##### EXTRACT TO READ

Philip Robinson | 11 min read| Updated On - November 2, 2022

What is Social Engineering

Security teams across the globe are grappling with a seemingly insurmountable problem, and that is, people make mistakes! We all have moments of weakness, and we all have the potential of being manipulated by malicious actors.

And yes, even those who are responsible for maintaining the security of our critical systems, will sometimes fall victim to a social engineering scam.

With this in mind, it’s hardly surprising that cyber-criminals seek to exploit our naivety in order to trick us into handing over money, or sensitive information which they can use to further their agenda.

While it is true that we all make mistakes, we also wise up to the various tricks and scams that come our way.

To compensate, social engineering attack vectors are becoming increasingly more sophisticated, as well as more threatening.

It’s a game of cat and mouse, and we must always endeavor to stay ahead of the curve to make sure that we can quickly identify social engineering attempts, as and when they arise.

What is Social Engineering?

The purpose of social engineering is to trick unsuspecting victims into handing over sensitive data or violating security protocols to allow the attacker to gain access to sensitive data, through other means.

Naturally, our employees are our first line of defense, yet they also tend to be the weakest link. And all it takes is one moment of weakness, which might involve downloading an email attachment or clicking on a link to an unknown website, to wreak havoc on our systems and data.

Earlier social engineering attempts were fairly primitive and typically involved sending the same email to many recipients, however, these days, they are becoming increasingly more targeted, and the attackers are willing to put in a lot of time and effort into gaining the trust of their victims.

For example, they might add the victim on Facebook, like and comment on their posts, send the occasional message, and then, after some time, convince them to hand over sensitive data, and sometimes even their bank details.

Common Social Engineering Attack Techniques

There are a variety of different techniques that attackers will use to trick employees and individuals into handing over valuable information, although the differences between them can be subtle. Below are the most commonly used terms to describe these different methods.

Common Social Engineering Attack Techniques


Phishing is the most common type of social engineering attack and is usually delivered in the form of an email. However, attackers may also use social media, SMS, or some other media. The attacker will impersonate a trusted entity, such as a work colleague, bank, or reputed organization, in an attempt to trick the victim into clicking on a malicious link or downloading an email attachment containing malware.

##########
##### INFORMATION SHOWN

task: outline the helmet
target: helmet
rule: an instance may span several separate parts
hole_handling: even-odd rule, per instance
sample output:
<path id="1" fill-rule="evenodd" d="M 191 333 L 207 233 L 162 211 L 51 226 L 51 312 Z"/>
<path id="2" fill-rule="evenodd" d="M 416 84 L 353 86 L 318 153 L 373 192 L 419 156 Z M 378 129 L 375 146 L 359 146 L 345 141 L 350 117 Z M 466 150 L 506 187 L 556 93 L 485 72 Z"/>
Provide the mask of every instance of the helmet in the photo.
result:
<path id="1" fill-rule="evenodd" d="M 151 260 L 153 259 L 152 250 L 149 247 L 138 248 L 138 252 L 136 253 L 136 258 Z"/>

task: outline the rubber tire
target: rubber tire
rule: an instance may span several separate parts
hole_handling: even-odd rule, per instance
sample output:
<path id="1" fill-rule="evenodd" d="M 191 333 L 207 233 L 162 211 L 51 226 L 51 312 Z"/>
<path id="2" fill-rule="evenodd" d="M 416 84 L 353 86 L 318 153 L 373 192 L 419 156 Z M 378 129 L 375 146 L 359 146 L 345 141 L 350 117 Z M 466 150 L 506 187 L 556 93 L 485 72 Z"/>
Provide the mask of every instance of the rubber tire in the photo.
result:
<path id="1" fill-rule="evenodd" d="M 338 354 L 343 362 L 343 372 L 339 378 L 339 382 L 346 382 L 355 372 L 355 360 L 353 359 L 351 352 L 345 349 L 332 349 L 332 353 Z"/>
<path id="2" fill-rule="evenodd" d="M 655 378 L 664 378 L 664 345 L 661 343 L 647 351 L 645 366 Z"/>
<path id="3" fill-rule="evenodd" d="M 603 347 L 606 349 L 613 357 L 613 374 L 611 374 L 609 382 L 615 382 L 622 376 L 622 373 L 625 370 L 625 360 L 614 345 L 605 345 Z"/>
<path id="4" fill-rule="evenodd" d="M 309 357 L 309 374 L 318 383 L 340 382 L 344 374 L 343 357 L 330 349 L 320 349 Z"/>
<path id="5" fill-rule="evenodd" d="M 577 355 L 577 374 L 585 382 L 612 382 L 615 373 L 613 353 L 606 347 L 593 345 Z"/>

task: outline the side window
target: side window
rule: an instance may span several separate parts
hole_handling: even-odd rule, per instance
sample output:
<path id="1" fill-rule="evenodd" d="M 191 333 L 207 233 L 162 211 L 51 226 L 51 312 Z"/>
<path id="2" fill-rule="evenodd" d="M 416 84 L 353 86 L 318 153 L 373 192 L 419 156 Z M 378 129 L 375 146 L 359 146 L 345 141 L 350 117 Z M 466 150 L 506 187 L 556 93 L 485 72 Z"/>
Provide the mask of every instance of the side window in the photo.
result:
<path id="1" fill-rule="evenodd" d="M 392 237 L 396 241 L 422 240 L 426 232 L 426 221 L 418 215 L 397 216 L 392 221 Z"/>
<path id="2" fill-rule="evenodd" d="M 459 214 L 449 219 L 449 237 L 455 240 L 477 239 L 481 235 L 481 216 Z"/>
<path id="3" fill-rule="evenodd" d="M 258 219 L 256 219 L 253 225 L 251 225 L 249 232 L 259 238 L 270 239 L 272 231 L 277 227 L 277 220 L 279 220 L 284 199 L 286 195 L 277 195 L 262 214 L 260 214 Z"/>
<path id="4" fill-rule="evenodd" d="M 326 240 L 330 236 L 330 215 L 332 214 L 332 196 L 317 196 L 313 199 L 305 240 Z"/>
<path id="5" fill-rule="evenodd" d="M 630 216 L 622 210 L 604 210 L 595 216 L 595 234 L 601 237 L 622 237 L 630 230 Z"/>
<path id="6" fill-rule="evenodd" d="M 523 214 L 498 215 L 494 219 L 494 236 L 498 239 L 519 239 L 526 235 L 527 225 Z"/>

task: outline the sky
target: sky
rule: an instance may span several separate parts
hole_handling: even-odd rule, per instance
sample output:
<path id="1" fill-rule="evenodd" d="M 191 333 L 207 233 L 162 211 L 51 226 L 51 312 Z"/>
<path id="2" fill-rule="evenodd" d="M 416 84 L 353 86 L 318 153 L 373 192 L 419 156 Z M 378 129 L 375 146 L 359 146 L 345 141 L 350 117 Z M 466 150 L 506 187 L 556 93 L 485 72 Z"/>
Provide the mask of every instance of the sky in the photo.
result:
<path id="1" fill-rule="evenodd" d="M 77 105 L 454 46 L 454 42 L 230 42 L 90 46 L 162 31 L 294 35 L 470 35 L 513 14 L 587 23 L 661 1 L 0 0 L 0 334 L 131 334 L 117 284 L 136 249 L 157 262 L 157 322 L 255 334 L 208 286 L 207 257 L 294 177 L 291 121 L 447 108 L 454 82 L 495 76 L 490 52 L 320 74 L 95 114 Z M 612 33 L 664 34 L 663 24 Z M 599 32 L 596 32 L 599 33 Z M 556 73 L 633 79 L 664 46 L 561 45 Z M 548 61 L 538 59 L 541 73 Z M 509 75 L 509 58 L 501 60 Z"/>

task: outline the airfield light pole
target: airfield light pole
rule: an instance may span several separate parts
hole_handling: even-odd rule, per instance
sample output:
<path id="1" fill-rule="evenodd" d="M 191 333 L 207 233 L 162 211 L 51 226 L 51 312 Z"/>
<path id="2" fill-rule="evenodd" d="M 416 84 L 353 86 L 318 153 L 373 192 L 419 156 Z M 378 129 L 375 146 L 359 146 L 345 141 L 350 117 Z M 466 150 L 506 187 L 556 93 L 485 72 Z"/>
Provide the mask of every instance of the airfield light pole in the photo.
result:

##########

**EXPLORE THE MATERIAL**.
(1) In the social engineering article, what is named as the most common type of social engineering attack?
(2) Transcribe the stretch of the social engineering article from "Earlier social engineering" through "their bank details.".
Rely only on the social engineering article, not the entries.

**ANSWERS FOR THE TASKS**.
(1) Phishing, which is usually delivered in the form of an email.

(2)
Earlier social engineering attempts were fairly primitive and typically involved sending the same email to many recipients, however, these days, they are becoming increasingly more targeted, and the attackers are willing to put in a lot of time and effort into gaining the trust of their victims.

For example, they might add the victim on Facebook, like and comment on their posts, send the occasional message, and then, after some time, convince them to hand over sensitive data, and sometimes even their bank details.